Problema planteado 1:
En el texto seleccionado, ¿qué premio ganó Rubén Tron con El cielo de Jeremías?
Problema planteado 2:
Anota todos los grupos de personas que, según el texto seleccionado, quedaron en alerta por el episodio de 1869 en Colonia San Carlos.

Texto seleccionado:

────────

A fines de 2004 me fasciné con El cielo de Jeremías, la novela de Rubén Tron, uno de los ganadores de los premios Musto de novela de ese año, que en su relato recupera un episodio de 1869, en Colonia San Carlos, que puso en alerta a indios, soldados y colonos. Lo entrevisté entonces. Dos por tres recomiendo el libro y el resultado es casi siempre el mismo, la gente queda encantada.

 Rubén Tron, foto de Leo Vincenti.

De chico había escuchado la historia en la versión de una tía que le contó que sus antepasados, en Colonia San Carlos, salían a trabajar la tierra con una escopeta en bandolera y que una vez tuvieron que usarla para enfrentarse a una partida de indios. Eso había sido en 1869, pero Rubén Tron, ganador del segundo premio del concurso municipal Manuel Musto de novela 2004 por su obra El cielo de Jeremías, averiguaría mucho más tarde la fecha y las circunstancias exactas.

────────

Datos proporcionados:
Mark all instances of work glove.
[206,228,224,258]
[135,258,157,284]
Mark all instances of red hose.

────────

Respuesta del ejercicio 1:
El segundo premio del concurso municipal Manuel Musto de novela 2004.

Respuesta del ejercicio 2:
Indios, soldados y colonos.